━━━ Excerpted records

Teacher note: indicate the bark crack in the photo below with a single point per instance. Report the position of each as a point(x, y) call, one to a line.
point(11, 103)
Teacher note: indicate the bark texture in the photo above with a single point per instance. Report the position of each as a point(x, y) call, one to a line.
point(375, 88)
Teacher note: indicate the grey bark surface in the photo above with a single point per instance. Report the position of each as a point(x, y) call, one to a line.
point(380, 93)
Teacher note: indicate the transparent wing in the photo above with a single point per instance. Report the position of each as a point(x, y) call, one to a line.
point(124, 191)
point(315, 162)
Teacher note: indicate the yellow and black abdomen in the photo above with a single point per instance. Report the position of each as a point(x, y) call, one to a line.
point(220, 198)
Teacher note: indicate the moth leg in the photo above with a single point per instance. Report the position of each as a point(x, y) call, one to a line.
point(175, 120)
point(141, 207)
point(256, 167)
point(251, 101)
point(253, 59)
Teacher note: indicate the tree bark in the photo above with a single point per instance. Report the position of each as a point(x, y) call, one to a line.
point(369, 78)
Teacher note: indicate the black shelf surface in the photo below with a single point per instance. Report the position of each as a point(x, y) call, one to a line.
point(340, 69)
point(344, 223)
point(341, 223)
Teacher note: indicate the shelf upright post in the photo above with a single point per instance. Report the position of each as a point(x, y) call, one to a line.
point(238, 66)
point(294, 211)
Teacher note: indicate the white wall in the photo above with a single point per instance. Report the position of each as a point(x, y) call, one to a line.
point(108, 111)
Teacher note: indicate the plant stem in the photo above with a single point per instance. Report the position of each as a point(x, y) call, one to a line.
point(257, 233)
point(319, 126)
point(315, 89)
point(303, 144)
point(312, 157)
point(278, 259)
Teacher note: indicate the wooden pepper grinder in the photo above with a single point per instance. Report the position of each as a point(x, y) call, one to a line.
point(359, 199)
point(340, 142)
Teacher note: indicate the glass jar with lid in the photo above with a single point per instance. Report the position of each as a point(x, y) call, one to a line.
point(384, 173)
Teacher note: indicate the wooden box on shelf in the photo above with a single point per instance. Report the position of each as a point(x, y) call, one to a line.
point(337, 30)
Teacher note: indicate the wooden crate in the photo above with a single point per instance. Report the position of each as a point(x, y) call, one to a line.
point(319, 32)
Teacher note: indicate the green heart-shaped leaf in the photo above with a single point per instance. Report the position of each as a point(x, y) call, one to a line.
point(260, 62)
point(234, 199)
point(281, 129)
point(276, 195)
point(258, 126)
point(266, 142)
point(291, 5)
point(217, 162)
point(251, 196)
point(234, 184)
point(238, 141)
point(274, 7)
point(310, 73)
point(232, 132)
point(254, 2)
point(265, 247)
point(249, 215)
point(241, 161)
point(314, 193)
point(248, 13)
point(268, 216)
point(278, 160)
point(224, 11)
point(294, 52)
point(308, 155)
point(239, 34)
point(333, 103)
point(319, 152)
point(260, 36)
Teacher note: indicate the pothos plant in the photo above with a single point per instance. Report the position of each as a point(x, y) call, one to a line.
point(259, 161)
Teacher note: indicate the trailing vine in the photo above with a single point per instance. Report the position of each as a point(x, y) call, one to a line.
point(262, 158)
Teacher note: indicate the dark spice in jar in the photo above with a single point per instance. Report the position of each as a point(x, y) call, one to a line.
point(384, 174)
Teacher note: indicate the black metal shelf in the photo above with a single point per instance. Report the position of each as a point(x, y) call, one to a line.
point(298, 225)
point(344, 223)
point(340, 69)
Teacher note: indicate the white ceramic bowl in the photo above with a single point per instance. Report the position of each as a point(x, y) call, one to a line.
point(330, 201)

━━━━━━

From top to bottom, repeat the material above word for word.

Teacher note: indicate the bark crack in the photo below with a single point per instance. Report the position of each as a point(x, y) call, one to a line.
point(11, 103)
Teacher note: indicate the bark texture in the photo above with a single point per instance. Report the position of each as a point(x, y) call, one to a line.
point(375, 88)
Teacher note: indicate the grey bark surface in the photo above with a single point per instance. Report the position of each as a point(x, y) call, one to a line.
point(380, 93)
Teacher note: indicate the transparent wing in the photo above with a single point per instance. Report the position of each as a point(x, y) call, one to a line.
point(124, 191)
point(315, 162)
Teacher note: indicate the yellow and black abdomen in the photo above with a single point per instance. Report the position of each as a point(x, y) call, one to a line.
point(220, 198)
Teacher note: indicate the moth leg in the photo above with a single point per instance. Report the position of each as a point(x, y) call, one to a line.
point(175, 120)
point(141, 207)
point(256, 167)
point(251, 101)
point(253, 59)
Teacher note: indicate the tree bark in the photo above with a single point per instance. Report the position of each as a point(x, y) call, one to a line.
point(369, 78)
Teacher note: indicate the black shelf surface in the photo below with a single point per instance. Report the position of each as a point(x, y) call, one to a line.
point(340, 69)
point(344, 223)
point(341, 223)
Teacher note: indicate the shelf upright post in the photo above with a single point per instance. Report the position of each as a point(x, y) call, one to a line.
point(238, 66)
point(294, 211)
Teacher note: indicate the white wall in the photo above with a single point per instance. Report the position of each as a point(x, y) call, one to a line.
point(108, 111)
Teacher note: indicate the plant stem in the photo above with a single point per instance. Report the position of each as a point(x, y) call, one to a line.
point(257, 233)
point(319, 126)
point(315, 89)
point(303, 144)
point(312, 157)
point(278, 259)
Teacher note: indicate the wooden pepper grinder in the photo above with a single point per instance. Report the position of each as a point(x, y) call, one to a line.
point(359, 199)
point(340, 142)
Teacher note: indicate the glass jar with lid in the photo above with a single point per instance. Report the position of each as a point(x, y) call, one to a line.
point(384, 173)
Teacher note: indicate the wooden box on shelf in the photo above with a single point per instance. Report the position of each as a point(x, y) call, one to a line.
point(337, 30)
Teacher note: indicate the wooden crate in the photo above with a single point per instance. Report the position of each as a point(x, y) call, one to a line.
point(319, 32)
Teacher note: indicate the green heart-shaped leaf in the photo above with a single point per instance. Report the position of each as a point(x, y) call, one to a line.
point(260, 62)
point(234, 199)
point(281, 129)
point(276, 195)
point(258, 126)
point(266, 142)
point(291, 5)
point(217, 162)
point(251, 196)
point(234, 184)
point(238, 141)
point(274, 7)
point(310, 73)
point(232, 132)
point(254, 2)
point(265, 247)
point(249, 215)
point(241, 161)
point(314, 193)
point(248, 13)
point(268, 216)
point(278, 160)
point(224, 11)
point(294, 52)
point(308, 155)
point(239, 34)
point(333, 103)
point(319, 152)
point(260, 36)
Teacher note: indicate the pothos plant in the photo above with a single point per instance. Report the position of each as a point(x, y) call, one to a line.
point(259, 161)
Teacher note: indicate the trailing vine in the photo above with a single point per instance. Report the position of each as a point(x, y) call, one to a line.
point(262, 158)
Teacher note: indicate the dark spice in jar in the photo above with a single point per instance. Report the position of each as a point(x, y) call, one to a line.
point(384, 174)
Teacher note: indicate the black metal shelf in the photo above with a single point per instance. Report the position of each as a point(x, y) call, one to a line.
point(298, 225)
point(344, 223)
point(340, 69)
Teacher note: indicate the white ceramic bowl in the photo above with a single point per instance. Report the position of each as a point(x, y) call, one to a line.
point(330, 201)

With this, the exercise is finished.